### Given text
------------
HEALTHCARE | Staff Reporter, Singapore

Singapore government committee to look into Integrated Shield Plans issues

Concerned parties have met to discuss improvements on management of IP panels.

A committee appointed by Singapore's Ministry of Health (MOH) will be formalised from the existing pro-tem committee looking into matters surrounding the management of Integrated Shield Plans (IP), Senior Minister of State for Health Koh Poh Koon has said in a Facebook post.

Koh met with representatives from the Singapore Medical Association (SMA), Life Insurance Association (LIA) and the Academy of Medicine, Singapore on 31 March “to discuss improvements to the way IP panels are set up and administered.” All parties agreed to the creation of the committee.

“The committee will take the work forward, and work in the public’s and patients’ interest to deliberate and implement changes for quality, safe, cost effective and affordable care for all,” Koh said.

The meeting comes as doctors and insurers have recently been locked in battle over the issues on IP panels.

In a position statement, SMA mentioned that insurers have formed “highly exclusive” medical panels which excluded many private specialists.

It added that there was “opacity in the selection criteria for doctors to be included as preferred providers in panels.”

“Since the IP sector is already subsidised indirectly by the government through voluntary downgrading, the SMA recommends that the relevant authorities impose a 85% or 90% claims ratio on each IP insurer, to instil cost discipline in IP insurers and ensure that premiums collected are directed to healthcare costs and not frittered away on non-healthcare cost items,” SMA said in the statement.

LIA, in a response, mentioned it has requested for clinical quality measures and guidelines to prevent “over-treatment” on numerous occasions.

“Clinical quality measures will enable insurers to make better, evidence-based decisions on admitting doctors into panels. Policyholders will ultimately benefit because they will receive better care,” LIA said.

It also mentioned that SMA’s analysis of insurers’ costs and claims costs are “misleading.”

In a later statement, LIA said that insurers have since expanded panels, with the current panels ranging from 250 to 400 private specialists.

Koh noted the discussions during the meeting were “constructive,” having sought ways to work together to ensure that patients continue to have access to good quality and cost effective care.

“These include expanding insurers’ panel of doctors with clear and transparent criteria, as well as improving the claims pre-authorisation process for treatment, particularly by doctors who were not on panels,” he said.

Koh added more details on the committee and proposed recommendations will be released when ready.
------------
### Supplied entries
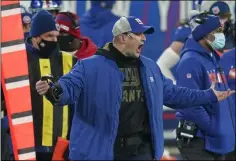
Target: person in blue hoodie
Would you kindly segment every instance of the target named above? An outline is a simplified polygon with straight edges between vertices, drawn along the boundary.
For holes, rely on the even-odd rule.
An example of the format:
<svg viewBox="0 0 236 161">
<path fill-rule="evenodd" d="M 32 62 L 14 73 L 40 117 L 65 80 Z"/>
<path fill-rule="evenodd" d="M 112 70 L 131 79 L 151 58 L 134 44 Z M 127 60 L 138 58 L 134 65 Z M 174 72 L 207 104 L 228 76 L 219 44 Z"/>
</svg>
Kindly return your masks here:
<svg viewBox="0 0 236 161">
<path fill-rule="evenodd" d="M 71 54 L 61 52 L 58 45 L 59 26 L 51 13 L 40 10 L 32 18 L 26 51 L 32 102 L 37 160 L 51 160 L 58 137 L 68 139 L 72 110 L 55 108 L 40 97 L 34 84 L 47 74 L 60 78 L 77 62 Z"/>
<path fill-rule="evenodd" d="M 235 35 L 233 36 L 235 39 Z M 226 79 L 229 84 L 229 88 L 236 90 L 236 48 L 229 50 L 228 52 L 224 53 L 221 57 L 220 64 L 224 69 Z M 234 105 L 236 105 L 236 97 L 232 96 Z M 236 113 L 234 113 L 236 115 Z M 226 156 L 226 160 L 235 160 L 236 151 L 228 154 Z"/>
<path fill-rule="evenodd" d="M 36 83 L 37 92 L 52 104 L 75 103 L 69 159 L 160 160 L 163 103 L 187 108 L 234 93 L 173 85 L 141 55 L 145 34 L 153 32 L 139 18 L 121 17 L 113 26 L 112 43 L 79 60 L 58 82 Z"/>
<path fill-rule="evenodd" d="M 192 35 L 186 41 L 177 67 L 177 85 L 208 89 L 217 82 L 218 90 L 228 84 L 215 50 L 224 48 L 225 36 L 219 17 L 201 13 L 190 21 Z M 221 160 L 235 146 L 235 108 L 231 98 L 219 103 L 193 106 L 176 112 L 180 120 L 177 144 L 187 160 Z M 179 107 L 180 108 L 180 107 Z M 187 131 L 186 131 L 187 130 Z"/>
<path fill-rule="evenodd" d="M 98 47 L 112 41 L 112 27 L 119 19 L 112 13 L 115 0 L 91 1 L 91 9 L 80 17 L 81 34 L 89 37 Z"/>
</svg>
------------
### Required work
Print the part of the article about the Integrated Shield Plans committee from "The meeting comes" up to and including "in the statement.", word for word. The rows have nothing to do with the article about the Integrated Shield Plans committee.

### Exercise answer
The meeting comes as doctors and insurers have recently been locked in battle over the issues on IP panels.

In a position statement, SMA mentioned that insurers have formed “highly exclusive” medical panels which excluded many private specialists.

It added that there was “opacity in the selection criteria for doctors to be included as preferred providers in panels.”

“Since the IP sector is already subsidised indirectly by the government through voluntary downgrading, the SMA recommends that the relevant authorities impose a 85% or 90% claims ratio on each IP insurer, to instil cost discipline in IP insurers and ensure that premiums collected are directed to healthcare costs and not frittered away on non-healthcare cost items,” SMA said in the statement.